Tarea 1
Según el texto sobre Juan el Bautista, ¿qué prefirió Juan antes de claudicar? Enumera todo lo que se menciona.
Tarea 2
Contesta con los datos del texto sobre Juan el Bautista:
(a) ¿Por mandato de quién está encarcelado Juan?
(b) ¿Con qué no es compatible el Evangelio?
(c) ¿Qué es el Adviento?

Texto proporcionado
Hoy el evangelio nos vuelve a presentar la figura
del Bautista.
Lo vemos encarcelado por mandato del rey Herodes. Su vida disoluta y sobre todo
sus amoríos con la mujer de su hermano habían provocado la denuncia abierta del
Precursor. El rey al parecer le tenía cierto respeto, le escuchaba aunque luego
no le hiciera caso alguno. Pero Heroidas no podía soportar que aquel hombre,
surgido del pueblo, la insultara impunemente. Día llegará en que pueda vengarse
y eliminarlo de una vez... Sólo la muerte pudo apagar la voz de Juan que decía
la verdad.
Juan fue un testigo fiel, un signo claro de la verdad que proclamaba. Por eso Jesús elogia su fortaleza en el cumplimiento de su misión. Nada pudo doblegarlo, ante nadie se inclinó. Fue recto y consecuente, prefirió la persecución, la cárcel y la muerte, antes de claudicar. El Reino de los cielos, nos dice Jesús, sufre violencia y sólo los violentos podrán conseguirlo. A primera vista podría parecer que el Señor justifica y aconseja la violencia como tal. Pero no es ese el sentido de sus palabras. Por el contexto podemos decir que Juan es un ejemplo claro de lo que significan las palabras del Señor. La violencia del Precursor fue la de sus palabras, la que ejerció contra sí en una vida penitente y austera, la violencia de la persuasión y de la inmolación del propio egoísmo, la violencia de los signos que él no ocultaba.
Hoy también
hay hombres y mujeres que son perseguidos y encarcelados por defender y
pregonar la verdad. Hoy también hay sonrisas y palabras de burla ante los
voceros de Dios, insultos descarados o encubiertos al paso de un sacerdote que
no tiene reparo en aparecer como lo que es, un signo ostensible, incluso
llamativo, que proclama con sólo su presencia un mensaje divino de perdón y de
misericordia, que ofrece abiertamente el camino de la salvación eterna. En un
mundo paganizado y desacralizado, viene a decir el Papa, es preciso dar relieve
a cuanto significa un vestigio de lo sobrenatural.
No podemos
avergonzaron de ser cristianos, El Evangelio es un mensaje que exige ser
proclamado, que no es compatible con el silencio. Es cierto que no hay que
provocar situaciones límites de tensiones inútiles, es verdad que nunca podemos
ser fanáticos, pero también lo es que no podemos conformarnos con lo que
contradice a nuestro Credo, ni aceptar como bueno, o como indiferente, lo que
desdice de la Ley de Dios. Y hay que obrar así aunque se nos señale con el
dedo, aunque vengamos a ser un signo molesto, o incluso chirriante y que crispa
a quienes opinan lo contrario.
El Adviento es
un camino. De nuestras actitudes depende que lo llenemos de la esperanza y la
alegría que nos propone la Palabra de Dios hoy. ¿Qué signos “vemos y oímos” hoy
entre nosotros? ¿Somos capaces de descubrir signos de alegría y esperanza en
medio de tanta crisis?.

Extractos de datos

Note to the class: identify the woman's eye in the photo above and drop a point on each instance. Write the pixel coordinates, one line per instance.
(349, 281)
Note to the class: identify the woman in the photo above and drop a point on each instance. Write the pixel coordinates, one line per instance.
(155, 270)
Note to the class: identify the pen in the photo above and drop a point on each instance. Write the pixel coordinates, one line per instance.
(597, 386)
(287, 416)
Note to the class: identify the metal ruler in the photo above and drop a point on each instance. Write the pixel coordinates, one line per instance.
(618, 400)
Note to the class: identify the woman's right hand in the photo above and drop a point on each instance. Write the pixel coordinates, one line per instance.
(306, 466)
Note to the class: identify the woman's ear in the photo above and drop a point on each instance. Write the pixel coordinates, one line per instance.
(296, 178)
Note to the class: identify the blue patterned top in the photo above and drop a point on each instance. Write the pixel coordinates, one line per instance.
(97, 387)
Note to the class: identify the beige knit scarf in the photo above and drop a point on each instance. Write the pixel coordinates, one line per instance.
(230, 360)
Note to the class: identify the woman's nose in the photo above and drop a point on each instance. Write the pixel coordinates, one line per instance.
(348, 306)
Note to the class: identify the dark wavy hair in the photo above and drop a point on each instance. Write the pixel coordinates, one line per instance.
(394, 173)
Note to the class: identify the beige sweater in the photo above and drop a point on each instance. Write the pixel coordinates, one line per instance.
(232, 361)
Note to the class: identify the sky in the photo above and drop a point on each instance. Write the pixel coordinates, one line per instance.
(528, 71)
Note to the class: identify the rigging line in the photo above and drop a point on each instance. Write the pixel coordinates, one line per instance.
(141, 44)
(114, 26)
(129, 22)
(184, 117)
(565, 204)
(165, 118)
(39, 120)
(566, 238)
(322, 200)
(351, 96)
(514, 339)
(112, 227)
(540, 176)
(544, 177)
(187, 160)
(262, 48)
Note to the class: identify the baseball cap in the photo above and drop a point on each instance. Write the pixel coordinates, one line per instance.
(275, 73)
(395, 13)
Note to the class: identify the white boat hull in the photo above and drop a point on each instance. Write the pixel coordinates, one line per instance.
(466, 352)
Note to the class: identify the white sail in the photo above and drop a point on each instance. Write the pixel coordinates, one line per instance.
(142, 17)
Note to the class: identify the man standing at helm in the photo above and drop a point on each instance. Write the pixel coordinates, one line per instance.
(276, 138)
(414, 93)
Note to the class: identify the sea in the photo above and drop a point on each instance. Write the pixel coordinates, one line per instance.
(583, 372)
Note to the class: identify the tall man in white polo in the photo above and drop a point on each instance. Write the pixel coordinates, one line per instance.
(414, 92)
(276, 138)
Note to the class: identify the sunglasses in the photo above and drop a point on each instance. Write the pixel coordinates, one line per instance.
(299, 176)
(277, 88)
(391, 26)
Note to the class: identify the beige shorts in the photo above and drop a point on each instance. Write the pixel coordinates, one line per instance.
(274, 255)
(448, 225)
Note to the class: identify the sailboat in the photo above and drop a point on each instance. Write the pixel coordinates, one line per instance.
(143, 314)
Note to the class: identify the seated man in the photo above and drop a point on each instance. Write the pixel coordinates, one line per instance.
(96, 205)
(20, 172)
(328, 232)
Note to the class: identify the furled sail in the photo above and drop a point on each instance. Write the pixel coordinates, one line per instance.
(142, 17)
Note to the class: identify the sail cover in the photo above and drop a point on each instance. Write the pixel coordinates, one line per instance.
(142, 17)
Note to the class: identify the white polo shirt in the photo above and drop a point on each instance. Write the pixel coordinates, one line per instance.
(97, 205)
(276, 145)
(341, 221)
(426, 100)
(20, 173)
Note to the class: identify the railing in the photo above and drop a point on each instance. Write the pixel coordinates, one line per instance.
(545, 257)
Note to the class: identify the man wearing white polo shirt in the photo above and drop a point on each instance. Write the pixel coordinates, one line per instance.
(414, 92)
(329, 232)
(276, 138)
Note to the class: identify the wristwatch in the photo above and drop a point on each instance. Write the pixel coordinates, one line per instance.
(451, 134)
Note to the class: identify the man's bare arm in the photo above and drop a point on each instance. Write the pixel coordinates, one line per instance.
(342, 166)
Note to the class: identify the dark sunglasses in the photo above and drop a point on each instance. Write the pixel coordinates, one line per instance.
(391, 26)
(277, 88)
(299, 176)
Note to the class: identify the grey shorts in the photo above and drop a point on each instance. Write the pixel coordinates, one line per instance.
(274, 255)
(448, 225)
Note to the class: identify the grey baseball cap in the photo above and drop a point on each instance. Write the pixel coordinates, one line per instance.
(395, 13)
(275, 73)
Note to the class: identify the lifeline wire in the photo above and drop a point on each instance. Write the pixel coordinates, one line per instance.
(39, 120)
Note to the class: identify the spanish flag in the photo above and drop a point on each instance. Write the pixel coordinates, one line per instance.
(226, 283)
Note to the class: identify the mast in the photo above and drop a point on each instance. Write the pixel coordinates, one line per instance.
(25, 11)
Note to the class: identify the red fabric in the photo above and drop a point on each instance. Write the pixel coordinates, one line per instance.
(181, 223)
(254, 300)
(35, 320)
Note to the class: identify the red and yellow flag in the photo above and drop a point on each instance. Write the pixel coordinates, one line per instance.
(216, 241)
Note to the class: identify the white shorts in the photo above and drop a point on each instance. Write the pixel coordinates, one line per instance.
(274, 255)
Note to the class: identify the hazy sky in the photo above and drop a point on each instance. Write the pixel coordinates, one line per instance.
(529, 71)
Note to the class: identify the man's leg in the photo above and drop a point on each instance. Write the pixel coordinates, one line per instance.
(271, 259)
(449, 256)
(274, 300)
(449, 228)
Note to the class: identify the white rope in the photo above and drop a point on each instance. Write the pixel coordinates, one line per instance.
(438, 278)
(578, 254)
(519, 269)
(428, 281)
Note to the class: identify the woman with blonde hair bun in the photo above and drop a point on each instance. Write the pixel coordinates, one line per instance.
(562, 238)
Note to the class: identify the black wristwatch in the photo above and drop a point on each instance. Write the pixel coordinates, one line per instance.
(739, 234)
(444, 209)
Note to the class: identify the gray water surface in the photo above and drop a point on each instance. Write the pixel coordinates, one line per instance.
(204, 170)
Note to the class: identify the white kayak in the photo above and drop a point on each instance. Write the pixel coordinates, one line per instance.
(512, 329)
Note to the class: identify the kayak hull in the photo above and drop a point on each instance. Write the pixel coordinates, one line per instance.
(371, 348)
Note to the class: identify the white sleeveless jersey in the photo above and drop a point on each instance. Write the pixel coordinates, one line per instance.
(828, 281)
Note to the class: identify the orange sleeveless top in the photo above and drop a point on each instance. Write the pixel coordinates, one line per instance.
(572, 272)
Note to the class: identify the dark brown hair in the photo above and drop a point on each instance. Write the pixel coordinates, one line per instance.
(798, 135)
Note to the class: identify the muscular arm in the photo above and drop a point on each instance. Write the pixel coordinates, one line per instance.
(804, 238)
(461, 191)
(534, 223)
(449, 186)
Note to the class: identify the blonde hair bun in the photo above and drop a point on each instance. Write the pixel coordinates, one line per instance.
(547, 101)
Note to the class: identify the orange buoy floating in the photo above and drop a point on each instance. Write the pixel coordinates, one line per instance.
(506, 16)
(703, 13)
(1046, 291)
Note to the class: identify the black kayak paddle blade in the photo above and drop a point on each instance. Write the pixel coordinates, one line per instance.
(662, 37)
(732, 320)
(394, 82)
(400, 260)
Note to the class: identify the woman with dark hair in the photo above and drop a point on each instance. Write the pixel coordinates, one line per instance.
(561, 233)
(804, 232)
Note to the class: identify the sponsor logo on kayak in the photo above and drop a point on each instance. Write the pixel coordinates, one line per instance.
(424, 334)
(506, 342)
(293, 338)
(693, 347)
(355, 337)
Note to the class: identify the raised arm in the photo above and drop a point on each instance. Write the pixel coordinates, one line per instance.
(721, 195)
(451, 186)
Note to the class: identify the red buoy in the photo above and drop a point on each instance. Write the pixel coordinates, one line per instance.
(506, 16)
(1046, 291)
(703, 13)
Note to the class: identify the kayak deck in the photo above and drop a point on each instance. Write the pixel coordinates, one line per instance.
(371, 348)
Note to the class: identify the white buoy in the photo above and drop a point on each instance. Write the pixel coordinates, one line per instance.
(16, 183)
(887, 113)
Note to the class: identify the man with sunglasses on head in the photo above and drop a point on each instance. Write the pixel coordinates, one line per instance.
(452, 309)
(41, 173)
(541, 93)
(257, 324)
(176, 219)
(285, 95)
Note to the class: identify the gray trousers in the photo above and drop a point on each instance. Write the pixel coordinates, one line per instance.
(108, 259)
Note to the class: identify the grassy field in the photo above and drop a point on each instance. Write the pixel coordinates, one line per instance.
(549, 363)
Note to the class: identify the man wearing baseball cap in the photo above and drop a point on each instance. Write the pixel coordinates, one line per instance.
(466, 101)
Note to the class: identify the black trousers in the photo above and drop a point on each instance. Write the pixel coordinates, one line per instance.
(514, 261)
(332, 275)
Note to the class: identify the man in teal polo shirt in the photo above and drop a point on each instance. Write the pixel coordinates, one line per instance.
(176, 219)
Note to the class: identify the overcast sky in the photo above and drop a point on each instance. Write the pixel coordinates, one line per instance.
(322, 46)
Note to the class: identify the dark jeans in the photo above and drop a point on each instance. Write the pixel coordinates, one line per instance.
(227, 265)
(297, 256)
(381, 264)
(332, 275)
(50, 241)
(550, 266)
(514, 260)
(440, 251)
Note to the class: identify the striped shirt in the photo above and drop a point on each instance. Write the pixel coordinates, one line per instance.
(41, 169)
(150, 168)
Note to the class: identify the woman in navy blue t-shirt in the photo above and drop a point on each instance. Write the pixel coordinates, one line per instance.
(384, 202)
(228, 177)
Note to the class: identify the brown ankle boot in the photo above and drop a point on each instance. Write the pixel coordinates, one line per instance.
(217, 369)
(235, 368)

Respuesta completa 1
La persecución, la cárcel y la muerte.

Respuesta completa 2
(a) Por mandato del rey Herodes.
(b) Con el silencio.
(c) Un camino.